Records to process
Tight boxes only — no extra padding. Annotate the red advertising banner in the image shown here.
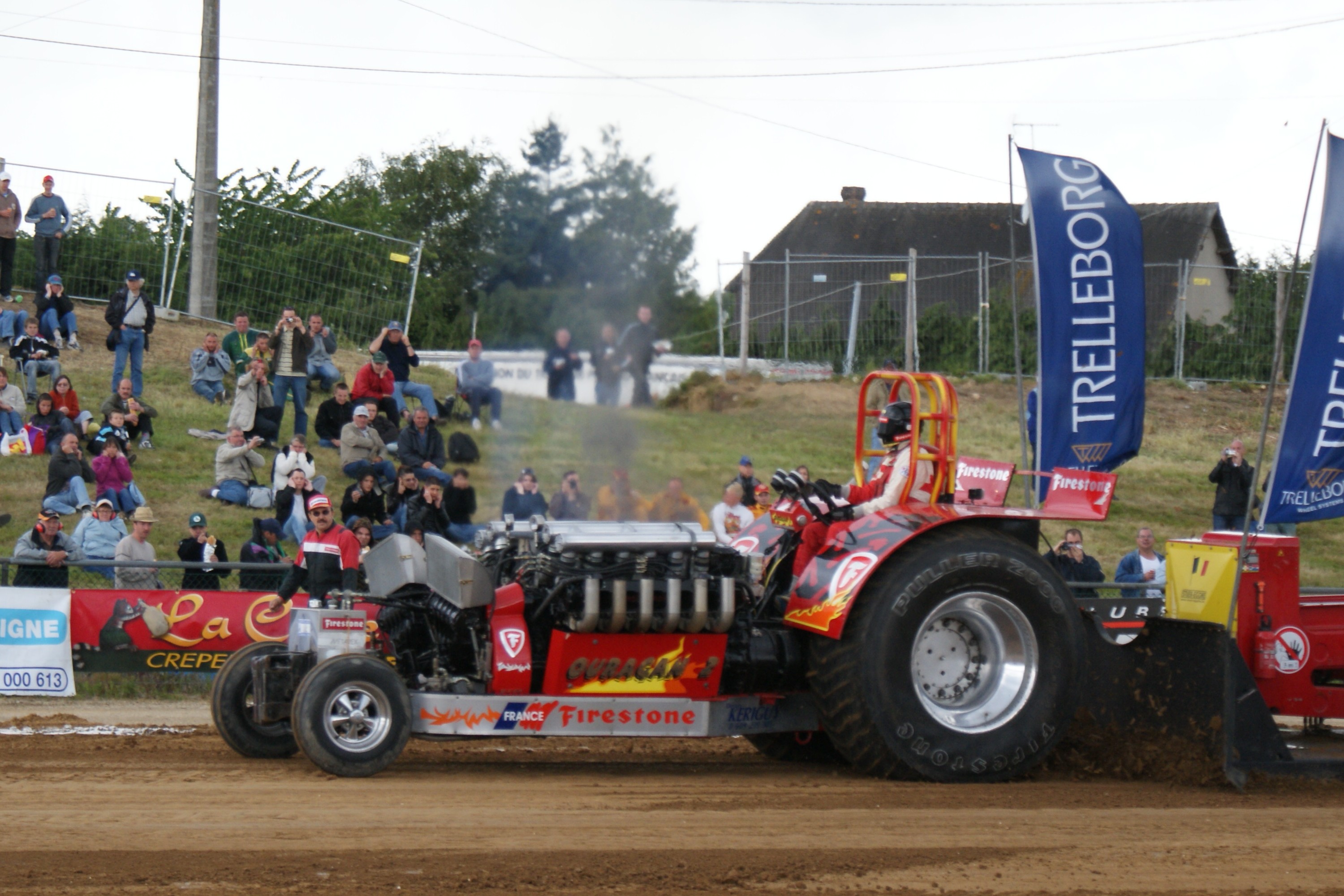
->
[70,588,378,672]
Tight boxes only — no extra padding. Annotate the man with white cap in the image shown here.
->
[0,171,23,303]
[23,175,70,293]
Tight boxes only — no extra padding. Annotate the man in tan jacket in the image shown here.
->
[340,405,396,489]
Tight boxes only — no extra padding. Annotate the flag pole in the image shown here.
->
[1227,118,1329,635]
[1008,134,1040,506]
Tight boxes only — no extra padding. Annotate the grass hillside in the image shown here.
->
[0,295,1344,584]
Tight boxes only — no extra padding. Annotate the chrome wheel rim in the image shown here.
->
[323,681,392,752]
[910,591,1040,733]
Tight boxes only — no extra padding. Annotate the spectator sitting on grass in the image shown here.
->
[648,475,710,532]
[396,406,452,485]
[387,466,422,532]
[9,317,60,403]
[70,498,126,580]
[101,379,159,448]
[51,374,97,435]
[191,333,234,405]
[340,471,398,538]
[42,433,95,514]
[710,481,755,544]
[90,438,145,517]
[444,466,485,544]
[200,426,266,506]
[270,435,327,494]
[177,513,228,591]
[313,383,355,448]
[0,366,28,435]
[114,506,163,591]
[503,466,547,520]
[238,517,290,591]
[276,467,319,544]
[13,510,83,588]
[340,405,396,485]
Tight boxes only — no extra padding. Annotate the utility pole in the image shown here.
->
[187,0,219,317]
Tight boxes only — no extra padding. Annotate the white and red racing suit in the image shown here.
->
[277,524,359,600]
[793,444,933,575]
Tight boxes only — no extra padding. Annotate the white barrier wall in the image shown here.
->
[417,349,832,405]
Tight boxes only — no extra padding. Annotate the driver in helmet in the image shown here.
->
[789,402,933,591]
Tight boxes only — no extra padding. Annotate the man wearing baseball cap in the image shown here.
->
[457,339,504,430]
[0,171,23,303]
[102,269,155,398]
[368,321,438,423]
[270,494,359,611]
[23,175,70,293]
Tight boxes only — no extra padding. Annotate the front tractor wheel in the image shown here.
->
[290,654,411,778]
[812,526,1083,782]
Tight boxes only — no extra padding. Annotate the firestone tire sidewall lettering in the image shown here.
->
[862,536,1082,782]
[290,654,411,778]
[210,641,298,759]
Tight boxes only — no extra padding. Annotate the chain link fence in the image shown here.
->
[720,253,1308,383]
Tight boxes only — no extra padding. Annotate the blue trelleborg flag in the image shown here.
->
[1017,148,1145,491]
[1262,134,1344,522]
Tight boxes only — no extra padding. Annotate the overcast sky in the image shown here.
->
[0,0,1344,289]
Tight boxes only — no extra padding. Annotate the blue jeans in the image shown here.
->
[215,479,247,506]
[415,466,453,489]
[112,327,145,398]
[341,461,396,485]
[0,308,28,343]
[270,376,308,435]
[392,380,438,418]
[191,380,224,402]
[38,306,77,340]
[308,362,340,392]
[448,522,485,544]
[42,475,93,516]
[23,359,60,403]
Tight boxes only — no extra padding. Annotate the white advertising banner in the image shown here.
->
[0,588,75,697]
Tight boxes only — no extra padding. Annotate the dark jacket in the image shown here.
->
[542,345,583,399]
[1046,551,1106,598]
[406,493,449,538]
[444,485,476,525]
[396,423,448,469]
[42,452,97,498]
[102,286,155,348]
[1208,458,1255,516]
[313,398,355,442]
[270,328,313,379]
[276,482,317,525]
[340,482,387,522]
[500,485,548,520]
[177,536,230,591]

Work to be completed
Rewrite the stretch from the line containing "Tight boxes only — no extra padding. Annotate the overcast" through the end of the records as a two-column CSV with the headers instruction and boxes, one row per record. Put each record's text and its answer into a single quoted field apiece, and replace any line breaks with spaces.

Final result
instruction,boxes
"Tight boxes only — no extra padding. Annotate the overcast sky in the image shown here. ->","[0,0,1344,289]"
"Tight boxes only — no extra padding. Annotate the blue jeans in the image shown here. ->","[215,479,247,506] [415,466,453,489] [112,327,145,398] [341,461,396,485] [0,308,28,343] [270,376,308,435] [392,380,438,418] [191,380,224,402] [38,306,77,340] [308,362,340,392] [448,522,485,544] [42,475,93,516] [23,359,60,403]"
"Tight boxes only — no extra padding. Annotate the white advertising banner in the image shown here. ->","[0,588,75,697]"
"Tight boxes only — no extra padding. Annotate the dark jacket in the image shown here. ->","[542,345,583,399] [1046,551,1106,598] [406,493,449,538] [444,485,476,525] [396,423,448,469] [42,452,97,498] [102,286,155,348] [1208,458,1255,516] [313,398,355,442] [270,328,313,379] [276,482,317,525] [340,482,387,522] [500,485,548,520] [177,536,230,591]"